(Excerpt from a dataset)
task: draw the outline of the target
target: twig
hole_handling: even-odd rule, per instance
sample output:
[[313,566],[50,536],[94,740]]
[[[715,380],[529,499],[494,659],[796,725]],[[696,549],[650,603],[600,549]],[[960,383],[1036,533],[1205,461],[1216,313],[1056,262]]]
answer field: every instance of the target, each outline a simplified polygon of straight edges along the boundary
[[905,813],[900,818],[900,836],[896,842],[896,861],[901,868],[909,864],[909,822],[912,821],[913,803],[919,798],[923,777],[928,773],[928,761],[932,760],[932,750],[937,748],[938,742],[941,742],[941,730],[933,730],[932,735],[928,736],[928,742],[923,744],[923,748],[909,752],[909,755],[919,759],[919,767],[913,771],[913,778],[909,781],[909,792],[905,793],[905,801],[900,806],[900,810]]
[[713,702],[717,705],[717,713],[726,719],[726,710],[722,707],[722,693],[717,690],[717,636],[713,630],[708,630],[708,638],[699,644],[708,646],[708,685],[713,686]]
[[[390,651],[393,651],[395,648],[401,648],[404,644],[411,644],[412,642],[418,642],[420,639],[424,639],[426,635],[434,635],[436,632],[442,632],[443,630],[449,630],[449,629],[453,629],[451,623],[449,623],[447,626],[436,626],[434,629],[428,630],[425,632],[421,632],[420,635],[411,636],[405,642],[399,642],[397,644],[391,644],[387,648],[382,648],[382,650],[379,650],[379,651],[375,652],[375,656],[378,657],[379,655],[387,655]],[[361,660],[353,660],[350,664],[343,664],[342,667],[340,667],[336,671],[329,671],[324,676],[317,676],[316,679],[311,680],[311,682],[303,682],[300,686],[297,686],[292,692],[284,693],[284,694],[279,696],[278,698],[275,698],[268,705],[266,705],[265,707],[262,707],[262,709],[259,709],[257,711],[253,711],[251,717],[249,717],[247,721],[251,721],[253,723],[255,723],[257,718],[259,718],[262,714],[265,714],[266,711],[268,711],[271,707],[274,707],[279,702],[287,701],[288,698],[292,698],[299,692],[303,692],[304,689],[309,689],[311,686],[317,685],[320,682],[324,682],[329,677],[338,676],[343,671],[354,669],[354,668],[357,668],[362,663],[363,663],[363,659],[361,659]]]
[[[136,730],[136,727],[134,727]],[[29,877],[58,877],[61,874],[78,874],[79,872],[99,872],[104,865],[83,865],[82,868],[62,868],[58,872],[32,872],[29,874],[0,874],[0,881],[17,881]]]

» Instructions to follow: Could you turn each line of the material above into a numbered list, dropping any blank lines?

» Final answer:
1. task: draw the outline of the target
2. target: twig
3. hole_handling: even-odd rule, per instance
4. sample output:
5. [[313,566],[50,536],[94,740]]
6. [[[715,380],[529,499],[494,659],[796,725]],[[696,549],[650,603],[600,549]],[[960,383],[1036,533],[1205,461],[1216,313],[1056,262]]]
7. answer field: every instance of the target, each outline a simplified polygon of straight edges along the boundary
8. [[905,813],[900,818],[900,836],[896,842],[896,861],[901,868],[909,864],[909,822],[912,821],[913,803],[919,798],[923,777],[928,773],[928,761],[932,760],[932,750],[937,748],[938,742],[941,742],[941,730],[933,730],[932,735],[928,736],[928,742],[923,744],[923,748],[909,752],[909,755],[919,759],[919,767],[913,771],[913,778],[909,781],[909,792],[905,793],[905,801],[900,806],[900,810]]
9. [[713,702],[717,705],[717,713],[726,719],[726,710],[722,707],[722,693],[717,690],[717,636],[713,630],[708,630],[708,638],[699,644],[708,646],[708,685],[713,686]]
10. [[[390,651],[393,651],[395,648],[401,648],[404,644],[411,644],[412,642],[418,642],[420,639],[424,639],[426,635],[434,635],[436,632],[442,632],[443,630],[449,630],[449,629],[453,629],[451,623],[449,623],[447,626],[436,626],[434,629],[428,630],[425,632],[421,632],[420,635],[411,636],[405,642],[399,642],[397,644],[391,644],[387,648],[382,648],[382,650],[379,650],[379,651],[375,652],[375,656],[378,657],[379,655],[387,655]],[[361,660],[353,660],[350,664],[343,664],[342,667],[340,667],[336,671],[329,671],[324,676],[317,676],[316,679],[311,680],[311,682],[303,682],[300,686],[297,686],[292,692],[284,693],[284,694],[279,696],[278,698],[275,698],[268,705],[266,705],[265,707],[262,707],[262,709],[259,709],[257,711],[253,711],[251,717],[249,717],[247,721],[251,721],[253,723],[255,723],[257,718],[259,718],[262,714],[265,714],[266,711],[268,711],[271,707],[274,707],[279,702],[287,701],[288,698],[292,698],[299,692],[303,692],[304,689],[309,689],[311,686],[317,685],[320,682],[324,682],[329,677],[338,676],[343,671],[354,669],[354,668],[357,668],[362,663],[363,663],[363,659],[361,659]]]
11. [[[136,730],[136,727],[134,727]],[[29,877],[58,877],[61,874],[78,874],[79,872],[99,872],[104,865],[83,865],[82,868],[62,868],[58,872],[32,872],[29,874],[0,874],[0,881],[17,881]]]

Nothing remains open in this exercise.